> _What you will do_: Write out all the material verbatim, line by line.

> _Input material_:
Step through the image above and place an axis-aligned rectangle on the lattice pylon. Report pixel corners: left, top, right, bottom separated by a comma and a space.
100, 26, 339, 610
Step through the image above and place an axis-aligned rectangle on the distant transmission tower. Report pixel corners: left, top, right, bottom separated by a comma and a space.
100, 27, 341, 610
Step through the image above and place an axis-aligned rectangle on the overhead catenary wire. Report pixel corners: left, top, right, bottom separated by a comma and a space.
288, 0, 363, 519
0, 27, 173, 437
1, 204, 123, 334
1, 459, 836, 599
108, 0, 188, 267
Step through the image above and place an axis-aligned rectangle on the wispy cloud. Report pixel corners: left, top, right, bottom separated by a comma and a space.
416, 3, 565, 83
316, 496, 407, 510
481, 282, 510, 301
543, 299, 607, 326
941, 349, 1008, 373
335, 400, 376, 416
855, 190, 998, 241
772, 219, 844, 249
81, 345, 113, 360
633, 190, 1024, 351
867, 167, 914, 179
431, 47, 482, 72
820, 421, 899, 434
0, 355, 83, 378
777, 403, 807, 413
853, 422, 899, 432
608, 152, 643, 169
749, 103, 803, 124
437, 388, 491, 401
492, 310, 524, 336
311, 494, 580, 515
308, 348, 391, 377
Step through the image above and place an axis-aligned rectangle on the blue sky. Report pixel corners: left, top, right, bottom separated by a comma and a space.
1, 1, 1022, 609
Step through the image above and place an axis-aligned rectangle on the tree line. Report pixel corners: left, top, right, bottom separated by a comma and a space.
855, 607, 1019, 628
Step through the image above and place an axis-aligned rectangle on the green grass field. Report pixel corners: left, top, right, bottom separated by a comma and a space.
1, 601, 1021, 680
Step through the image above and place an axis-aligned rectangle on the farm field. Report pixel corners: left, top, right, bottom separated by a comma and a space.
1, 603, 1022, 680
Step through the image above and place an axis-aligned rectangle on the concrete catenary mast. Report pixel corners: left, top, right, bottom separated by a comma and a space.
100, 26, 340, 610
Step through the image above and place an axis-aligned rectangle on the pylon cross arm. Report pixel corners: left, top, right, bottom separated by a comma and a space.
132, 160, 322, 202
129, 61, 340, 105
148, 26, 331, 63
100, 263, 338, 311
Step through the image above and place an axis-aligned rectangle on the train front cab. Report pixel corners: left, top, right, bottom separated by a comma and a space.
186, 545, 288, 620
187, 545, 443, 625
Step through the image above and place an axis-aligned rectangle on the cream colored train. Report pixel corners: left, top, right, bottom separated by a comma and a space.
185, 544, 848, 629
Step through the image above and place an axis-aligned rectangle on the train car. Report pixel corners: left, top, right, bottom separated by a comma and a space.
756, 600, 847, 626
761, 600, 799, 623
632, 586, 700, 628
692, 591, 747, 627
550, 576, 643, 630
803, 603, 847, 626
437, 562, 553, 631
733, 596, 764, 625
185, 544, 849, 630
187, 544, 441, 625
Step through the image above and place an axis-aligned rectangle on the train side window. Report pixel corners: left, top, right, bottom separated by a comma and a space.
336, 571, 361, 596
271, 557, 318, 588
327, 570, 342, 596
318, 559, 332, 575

> _Written answer_:
Step through the image above and place an axis-aligned rectangle on the lattice pylon. Report pixel corners: left, top, right, bottom separated by a comma and a space.
100, 26, 339, 610
Step through the image above and place an axis-aligned rectangle on the distant transmission tower. Report pixel corners: left, top, right, bottom separated by a comma and a space.
100, 27, 341, 610
Step through the image above and place an axis-aligned rectangle on the overhead catenary wire. Report pixel corners: left, top, right, bottom separated by a comma and a space.
288, 0, 363, 519
0, 27, 173, 437
1, 204, 123, 334
1, 459, 836, 599
108, 0, 188, 267
Step through the image above and place an axis-aligned rectangle on the wispy cloud. Report pixel corners: left, top, right, bottom separated by a comma and a space.
416, 3, 565, 83
316, 496, 407, 510
481, 282, 510, 301
543, 299, 607, 326
941, 349, 1008, 373
335, 400, 376, 416
855, 190, 998, 241
772, 219, 844, 249
81, 345, 113, 360
633, 190, 1024, 351
867, 167, 914, 179
431, 47, 482, 72
820, 421, 899, 434
0, 355, 83, 378
777, 403, 807, 413
853, 422, 899, 432
608, 152, 643, 169
749, 103, 803, 124
437, 388, 491, 401
492, 310, 524, 336
311, 494, 580, 515
308, 348, 391, 377
Step through the image above and place an axis-aligned rectangle on the blue sky. Report pixel corners: left, top, right, bottom separated by a comma and a space.
1, 1, 1022, 609
Step through the image above and place an axis-aligned rectangle on the tree line. Report pixel corners: left, top, right, bottom separated by a comma and a space.
855, 607, 1019, 628
Step through the image above and place an axis-aligned rectangle on the green grass field. Report pixel corners: left, top, right, bottom separated by a comma and a space.
1, 601, 1021, 680
Step through the image above and place an axis-aligned rectangle on the farm field. Report pixel corners: left, top, right, bottom separated by a comma and a space.
1, 603, 1022, 680
Step through the image above and place an axis-aligned rectangle on the concrete catenary mast. Report pixel corners: left, top, right, bottom separated by a comma and a space.
100, 26, 340, 610
Step through the image above and place an axis-aligned rectangle on the pylon cross arm. Report pixel corners: left, top, right, bottom separated by a comma and a space.
132, 160, 322, 202
129, 61, 340, 105
148, 26, 331, 63
100, 263, 338, 311
Step through the image above and place an axis-aligned rectangle on the train front cab. Report pixel corners: left, top, right, bottom separated by a comma and a space.
186, 545, 288, 620
187, 545, 443, 625
Step through the image above and place an axis-aligned rectangle on the cream colored train. Report pixel corners: left, top, right, bottom separated by a comma and a space.
185, 544, 848, 629
Step through the image above and place an axis-aligned rectangle on the train car. Report pixel corners: left, top, right, bottom separated by a comma and a space.
756, 600, 847, 626
761, 600, 799, 623
632, 586, 700, 628
692, 591, 747, 627
550, 576, 643, 630
803, 603, 847, 626
437, 562, 553, 631
733, 596, 764, 625
185, 544, 849, 630
187, 544, 441, 625
Step through the image above and place an axis-aligned rectangle on the train side window. Report pixel corners: left, top, right, bottom separated by a comma and a space.
336, 571, 361, 596
271, 557, 318, 588
327, 570, 342, 596
318, 559, 332, 575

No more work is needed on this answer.